Exercise objective
Rewrite the rows from the line containing "Drop one marker on each instance of the snow-covered car" through the line containing "[[86, 136], [565, 100], [121, 130], [395, 103], [449, 103]]", inclusive, renaming "garage door" to "shed door" and leaving everything else untouched.

begin Exercise inputs

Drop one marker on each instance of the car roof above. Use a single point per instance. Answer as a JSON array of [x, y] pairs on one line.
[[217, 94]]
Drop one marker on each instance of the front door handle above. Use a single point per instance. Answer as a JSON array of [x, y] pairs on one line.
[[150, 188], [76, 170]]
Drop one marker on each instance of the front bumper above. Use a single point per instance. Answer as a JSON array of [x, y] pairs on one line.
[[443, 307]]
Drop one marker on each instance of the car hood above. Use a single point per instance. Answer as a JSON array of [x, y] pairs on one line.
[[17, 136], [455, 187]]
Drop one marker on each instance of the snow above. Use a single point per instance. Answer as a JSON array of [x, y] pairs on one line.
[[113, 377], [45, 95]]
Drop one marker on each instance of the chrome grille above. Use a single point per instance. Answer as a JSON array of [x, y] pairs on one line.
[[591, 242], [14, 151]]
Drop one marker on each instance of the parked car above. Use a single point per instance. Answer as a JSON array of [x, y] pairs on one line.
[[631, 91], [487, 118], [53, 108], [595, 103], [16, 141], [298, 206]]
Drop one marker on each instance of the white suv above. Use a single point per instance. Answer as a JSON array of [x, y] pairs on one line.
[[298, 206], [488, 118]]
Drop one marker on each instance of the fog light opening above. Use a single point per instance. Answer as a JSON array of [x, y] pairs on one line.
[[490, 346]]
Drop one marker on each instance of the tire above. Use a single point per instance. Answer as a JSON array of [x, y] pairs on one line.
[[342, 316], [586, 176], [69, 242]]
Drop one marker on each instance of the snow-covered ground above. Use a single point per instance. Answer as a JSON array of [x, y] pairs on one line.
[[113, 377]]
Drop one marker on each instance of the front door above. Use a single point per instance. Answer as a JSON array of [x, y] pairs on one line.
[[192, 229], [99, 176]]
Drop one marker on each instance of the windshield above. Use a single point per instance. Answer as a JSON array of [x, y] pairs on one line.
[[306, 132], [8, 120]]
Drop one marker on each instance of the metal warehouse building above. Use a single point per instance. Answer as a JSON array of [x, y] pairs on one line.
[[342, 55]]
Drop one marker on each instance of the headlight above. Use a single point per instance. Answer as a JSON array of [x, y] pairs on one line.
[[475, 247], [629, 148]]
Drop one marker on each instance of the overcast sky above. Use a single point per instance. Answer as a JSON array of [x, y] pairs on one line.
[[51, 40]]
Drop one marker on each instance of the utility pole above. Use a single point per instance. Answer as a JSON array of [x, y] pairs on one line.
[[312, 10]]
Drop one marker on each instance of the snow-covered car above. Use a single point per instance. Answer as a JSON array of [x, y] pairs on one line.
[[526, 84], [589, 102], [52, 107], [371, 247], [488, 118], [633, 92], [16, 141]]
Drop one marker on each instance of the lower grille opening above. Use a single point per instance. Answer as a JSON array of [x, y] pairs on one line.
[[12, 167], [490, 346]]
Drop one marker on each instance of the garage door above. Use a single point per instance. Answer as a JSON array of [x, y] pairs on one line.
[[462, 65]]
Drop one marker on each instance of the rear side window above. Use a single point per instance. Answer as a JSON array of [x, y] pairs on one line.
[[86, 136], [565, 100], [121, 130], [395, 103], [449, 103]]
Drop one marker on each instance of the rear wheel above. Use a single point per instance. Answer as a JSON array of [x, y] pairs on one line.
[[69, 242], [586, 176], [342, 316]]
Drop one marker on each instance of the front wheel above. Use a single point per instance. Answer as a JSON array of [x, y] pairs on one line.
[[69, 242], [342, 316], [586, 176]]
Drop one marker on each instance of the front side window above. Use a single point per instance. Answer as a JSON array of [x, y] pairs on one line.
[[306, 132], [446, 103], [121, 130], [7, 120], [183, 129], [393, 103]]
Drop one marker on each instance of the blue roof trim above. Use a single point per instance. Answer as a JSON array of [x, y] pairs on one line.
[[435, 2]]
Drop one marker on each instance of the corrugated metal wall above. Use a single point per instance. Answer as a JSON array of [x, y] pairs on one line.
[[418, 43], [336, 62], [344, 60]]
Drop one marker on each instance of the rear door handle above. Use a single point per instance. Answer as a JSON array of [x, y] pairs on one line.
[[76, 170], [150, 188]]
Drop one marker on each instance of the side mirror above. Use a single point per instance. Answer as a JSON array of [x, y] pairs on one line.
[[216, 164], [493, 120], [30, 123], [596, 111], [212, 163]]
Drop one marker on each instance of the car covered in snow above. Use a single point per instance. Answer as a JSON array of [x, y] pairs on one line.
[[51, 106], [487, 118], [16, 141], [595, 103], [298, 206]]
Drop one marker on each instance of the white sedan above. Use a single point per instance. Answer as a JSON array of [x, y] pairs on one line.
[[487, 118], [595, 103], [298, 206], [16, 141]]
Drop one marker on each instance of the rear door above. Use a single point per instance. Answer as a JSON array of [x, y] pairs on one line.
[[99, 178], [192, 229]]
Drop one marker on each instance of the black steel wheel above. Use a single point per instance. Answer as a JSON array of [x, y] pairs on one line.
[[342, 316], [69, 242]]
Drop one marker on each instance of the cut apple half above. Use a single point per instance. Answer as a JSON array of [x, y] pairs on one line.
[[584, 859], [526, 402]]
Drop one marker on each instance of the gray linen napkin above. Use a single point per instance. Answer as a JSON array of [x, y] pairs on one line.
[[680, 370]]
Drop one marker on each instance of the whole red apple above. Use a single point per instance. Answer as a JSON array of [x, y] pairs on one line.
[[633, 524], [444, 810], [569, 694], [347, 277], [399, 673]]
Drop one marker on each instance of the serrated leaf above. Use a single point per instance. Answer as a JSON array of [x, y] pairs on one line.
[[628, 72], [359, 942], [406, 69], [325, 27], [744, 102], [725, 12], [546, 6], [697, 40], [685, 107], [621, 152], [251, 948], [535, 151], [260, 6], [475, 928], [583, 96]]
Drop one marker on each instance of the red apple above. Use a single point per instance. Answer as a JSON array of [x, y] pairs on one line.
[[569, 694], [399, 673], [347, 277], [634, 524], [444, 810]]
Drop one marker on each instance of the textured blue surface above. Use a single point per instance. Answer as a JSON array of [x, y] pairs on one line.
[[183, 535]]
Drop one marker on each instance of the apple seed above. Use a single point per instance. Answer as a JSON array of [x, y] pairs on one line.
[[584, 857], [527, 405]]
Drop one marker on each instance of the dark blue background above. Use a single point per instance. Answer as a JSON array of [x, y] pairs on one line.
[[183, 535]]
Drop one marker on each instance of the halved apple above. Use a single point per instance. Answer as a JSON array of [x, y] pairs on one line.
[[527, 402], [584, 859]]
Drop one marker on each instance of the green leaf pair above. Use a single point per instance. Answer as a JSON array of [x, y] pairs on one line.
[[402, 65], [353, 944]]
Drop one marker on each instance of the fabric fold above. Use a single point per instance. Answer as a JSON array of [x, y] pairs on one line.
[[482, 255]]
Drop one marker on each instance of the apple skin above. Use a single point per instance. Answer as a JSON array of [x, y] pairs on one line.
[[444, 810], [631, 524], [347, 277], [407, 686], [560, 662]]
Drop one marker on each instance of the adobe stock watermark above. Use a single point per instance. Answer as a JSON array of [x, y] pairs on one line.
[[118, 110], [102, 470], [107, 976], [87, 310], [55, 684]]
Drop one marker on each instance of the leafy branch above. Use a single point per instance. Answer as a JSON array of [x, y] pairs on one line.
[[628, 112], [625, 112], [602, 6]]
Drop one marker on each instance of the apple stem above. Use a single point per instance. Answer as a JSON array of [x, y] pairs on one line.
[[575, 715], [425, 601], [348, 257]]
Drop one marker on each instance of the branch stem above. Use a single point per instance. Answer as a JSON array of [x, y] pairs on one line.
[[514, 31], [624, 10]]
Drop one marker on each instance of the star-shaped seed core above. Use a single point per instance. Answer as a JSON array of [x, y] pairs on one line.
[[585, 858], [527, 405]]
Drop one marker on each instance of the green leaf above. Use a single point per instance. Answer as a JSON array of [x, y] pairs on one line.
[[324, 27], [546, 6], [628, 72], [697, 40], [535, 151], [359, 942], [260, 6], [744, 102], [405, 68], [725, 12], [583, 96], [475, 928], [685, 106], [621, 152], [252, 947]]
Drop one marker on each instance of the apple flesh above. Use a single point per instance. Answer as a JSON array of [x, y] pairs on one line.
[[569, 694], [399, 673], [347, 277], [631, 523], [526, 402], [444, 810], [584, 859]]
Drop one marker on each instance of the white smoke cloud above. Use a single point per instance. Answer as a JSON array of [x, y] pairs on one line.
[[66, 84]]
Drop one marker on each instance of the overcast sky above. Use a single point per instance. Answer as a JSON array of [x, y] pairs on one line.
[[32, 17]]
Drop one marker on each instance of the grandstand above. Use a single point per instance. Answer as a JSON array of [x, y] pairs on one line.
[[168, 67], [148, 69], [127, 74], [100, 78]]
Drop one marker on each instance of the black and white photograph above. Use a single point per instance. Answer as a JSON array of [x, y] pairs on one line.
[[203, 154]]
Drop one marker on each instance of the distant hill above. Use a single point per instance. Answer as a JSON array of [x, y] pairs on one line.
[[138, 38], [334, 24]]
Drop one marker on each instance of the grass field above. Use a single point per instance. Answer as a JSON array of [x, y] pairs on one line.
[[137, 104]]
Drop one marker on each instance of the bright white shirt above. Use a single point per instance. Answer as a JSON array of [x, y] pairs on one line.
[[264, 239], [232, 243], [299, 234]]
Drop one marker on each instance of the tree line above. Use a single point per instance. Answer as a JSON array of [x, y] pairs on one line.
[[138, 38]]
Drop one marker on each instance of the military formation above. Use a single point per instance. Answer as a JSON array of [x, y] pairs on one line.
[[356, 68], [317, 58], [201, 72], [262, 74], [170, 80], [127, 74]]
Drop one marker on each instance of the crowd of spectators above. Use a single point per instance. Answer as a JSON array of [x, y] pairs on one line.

end Exercise inputs

Solution to the exercise
Drop one marker on each instance of the snow-covered car above. Use a single point per instance. Answer as a JSON array of [x, y] pairs on one line.
[[526, 84], [589, 102], [52, 107], [371, 247], [488, 118], [633, 92], [16, 141]]
Drop one marker on each instance of the lower grille opening above. Use a single point per instance. Answer as a JSON array of [x, y] pairs on one line.
[[12, 167], [490, 346]]
Drop one marker on each instance of the shed door above. Use a single point per instance. Answer as a JSON array of [x, y] pairs on one line.
[[462, 65]]
Drop one marker on each instance of the rear side window above. Use a single point per instance. Answer as a JSON array of [x, y] pairs on one line.
[[86, 136], [565, 100], [121, 130], [395, 103], [449, 103]]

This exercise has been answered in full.